Paul à Québec et l'adaptation de la bande-dessinée

Puisque le processus d'adaptation de la bande-dessinée m'intéresse énormément, j'ai écrit quelques (trop) de mots sur Paul à Québec et les faux pas d'adaptations pour aussi parler de certains de mes films favoris qui font honneur au matériel d'origine tout en créant un produit fini qui se tient de lui même.


Cette semaine prenait l’affiche sur nos écrans Paul à Québec, (voir ma critique complète sur Cinéfilic) une des rares adaptations graphiques de notre petit coin de pays. La série Paul de Michel Rabagliati est l’une des plus connues et aimées de la province, il est donc logique d’en produire une version cinématographique, surtout considérant qu’elle ne met rien en scène de bien extravagant.

Contrairement à ses collègues super-héros à plus grande notoriété, Paul n’implique pas d’homme qui vole, de destruction de masse ou de voyage intergalactique, mais se concentre simplement sur des drames humains dans une version romanisée de faits vécus par son auteur. Malgré cela, le processus d’adaptation fut si maladroit qu’il crée une expérience encore plus étrangère que Guardians of the Galaxy.

L’ouverture, qui débute sur les pages, est une citation classique souvent utilisée pour faire hommage aux sources et les marqueurs de temps à l’orthographe de l’auteur s’intègrent bien dans l’environnement. C’est lorsque la mise en scène essaie d’aller trop loin dans extractions directes qu’elle brise la réalité du film.

Il va sans dire qu’empiriquement, l’univers de la bande-dessinée n’est pas celui du cinéma. L’attrait du long-métrage en prise de vue réelle est une proximité à notre réalité qui ne peut être retrouvée ailleurs, fonctionnant comme un aperçu dans notre propre monde par le regard d’un autre. La bande-dessinée passe nécessairement à travers un filtre de représentation puisqu’elle implique du dessin et un élément graphique qui va plus ou moins être réaliste, selon les intentions de l’auteur. Il est donc logique que certains détails fonctionnent dans un contexte et non dans l’autre et il en va de même pour les sujets et les tons qui divergent largement selon le médium dans lequel ils sont approchés.

· · ·

Consignes. D'après le texte sur Paul à Québec, de qui est la série Paul ? Indiquez-le, s'il vous plaît.

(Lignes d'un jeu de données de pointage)
· · ·

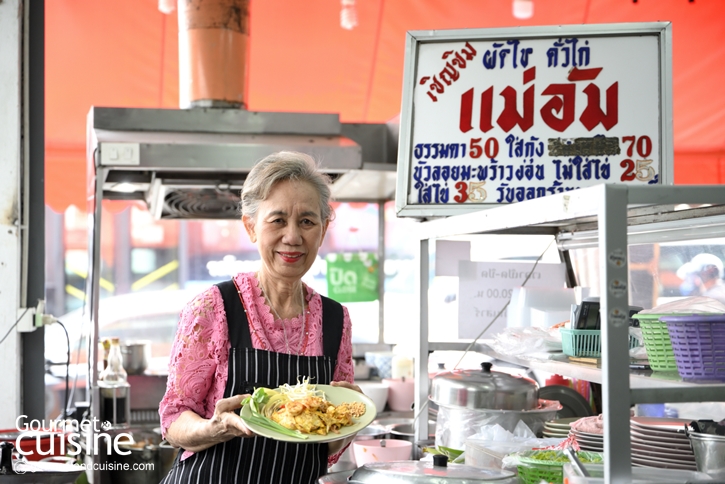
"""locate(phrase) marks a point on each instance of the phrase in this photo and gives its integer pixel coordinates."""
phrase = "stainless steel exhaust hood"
(192, 163)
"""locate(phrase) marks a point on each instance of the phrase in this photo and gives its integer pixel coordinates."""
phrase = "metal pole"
(33, 361)
(381, 272)
(420, 338)
(612, 222)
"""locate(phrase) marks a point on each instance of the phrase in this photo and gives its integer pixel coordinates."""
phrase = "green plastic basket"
(585, 342)
(533, 471)
(657, 342)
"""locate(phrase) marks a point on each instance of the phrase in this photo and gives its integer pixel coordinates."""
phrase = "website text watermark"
(92, 433)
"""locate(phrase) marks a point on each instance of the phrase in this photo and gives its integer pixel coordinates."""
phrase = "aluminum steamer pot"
(436, 472)
(471, 399)
(485, 389)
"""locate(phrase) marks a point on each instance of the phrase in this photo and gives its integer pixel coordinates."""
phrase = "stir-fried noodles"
(302, 407)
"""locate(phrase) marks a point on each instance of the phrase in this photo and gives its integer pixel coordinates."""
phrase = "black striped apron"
(258, 459)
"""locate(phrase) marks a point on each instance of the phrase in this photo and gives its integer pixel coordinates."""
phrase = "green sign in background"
(352, 277)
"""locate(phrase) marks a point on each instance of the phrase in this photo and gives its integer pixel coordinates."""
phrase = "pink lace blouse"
(199, 356)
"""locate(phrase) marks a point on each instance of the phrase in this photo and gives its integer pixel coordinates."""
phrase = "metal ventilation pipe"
(213, 40)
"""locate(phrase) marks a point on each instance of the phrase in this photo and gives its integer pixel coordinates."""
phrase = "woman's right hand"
(194, 433)
(226, 423)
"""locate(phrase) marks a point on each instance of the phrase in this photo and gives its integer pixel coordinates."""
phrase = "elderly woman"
(260, 329)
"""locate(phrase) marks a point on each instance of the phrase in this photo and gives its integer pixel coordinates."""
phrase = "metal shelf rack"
(611, 216)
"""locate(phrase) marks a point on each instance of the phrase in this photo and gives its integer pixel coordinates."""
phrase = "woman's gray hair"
(282, 166)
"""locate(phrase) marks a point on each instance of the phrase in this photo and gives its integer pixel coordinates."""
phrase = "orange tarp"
(124, 54)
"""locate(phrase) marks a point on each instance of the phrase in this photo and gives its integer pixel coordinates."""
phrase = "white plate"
(638, 446)
(646, 454)
(597, 443)
(660, 423)
(658, 433)
(591, 449)
(660, 445)
(664, 465)
(564, 423)
(663, 439)
(588, 435)
(336, 396)
(555, 435)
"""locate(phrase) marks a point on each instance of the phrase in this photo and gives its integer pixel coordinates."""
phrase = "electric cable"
(11, 327)
(64, 412)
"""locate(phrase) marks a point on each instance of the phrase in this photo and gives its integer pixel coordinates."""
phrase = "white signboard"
(485, 288)
(497, 116)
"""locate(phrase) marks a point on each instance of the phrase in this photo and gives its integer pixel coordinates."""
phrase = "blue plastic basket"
(698, 342)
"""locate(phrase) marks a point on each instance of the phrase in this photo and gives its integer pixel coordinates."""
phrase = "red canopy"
(124, 54)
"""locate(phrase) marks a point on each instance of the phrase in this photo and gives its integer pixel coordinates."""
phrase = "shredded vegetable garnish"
(303, 389)
(301, 409)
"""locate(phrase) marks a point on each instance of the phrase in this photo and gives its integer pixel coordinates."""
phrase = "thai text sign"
(352, 277)
(484, 289)
(508, 115)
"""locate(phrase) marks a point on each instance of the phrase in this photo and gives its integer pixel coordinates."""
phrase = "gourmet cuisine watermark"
(89, 436)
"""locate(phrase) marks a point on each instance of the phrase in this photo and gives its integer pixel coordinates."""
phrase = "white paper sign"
(484, 288)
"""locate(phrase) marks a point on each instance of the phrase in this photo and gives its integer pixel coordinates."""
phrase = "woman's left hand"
(344, 384)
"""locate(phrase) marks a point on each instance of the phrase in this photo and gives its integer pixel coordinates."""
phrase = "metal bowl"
(709, 453)
(485, 389)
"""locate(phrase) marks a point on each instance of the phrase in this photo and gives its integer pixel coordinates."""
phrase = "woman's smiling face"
(288, 229)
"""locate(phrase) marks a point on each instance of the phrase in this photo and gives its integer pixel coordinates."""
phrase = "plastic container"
(401, 393)
(490, 453)
(533, 471)
(698, 342)
(585, 342)
(378, 393)
(384, 450)
(640, 475)
(657, 342)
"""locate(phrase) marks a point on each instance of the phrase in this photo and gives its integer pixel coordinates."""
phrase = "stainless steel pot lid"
(485, 389)
(427, 472)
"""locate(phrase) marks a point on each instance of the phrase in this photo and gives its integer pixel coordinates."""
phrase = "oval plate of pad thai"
(307, 413)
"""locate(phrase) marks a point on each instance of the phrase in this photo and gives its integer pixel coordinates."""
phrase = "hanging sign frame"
(497, 116)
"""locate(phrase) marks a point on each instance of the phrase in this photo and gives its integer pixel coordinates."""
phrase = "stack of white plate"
(661, 443)
(588, 441)
(559, 428)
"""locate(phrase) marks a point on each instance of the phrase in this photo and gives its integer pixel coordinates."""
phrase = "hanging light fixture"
(523, 9)
(348, 15)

· · ·

Réponse. Michel Rabagliati.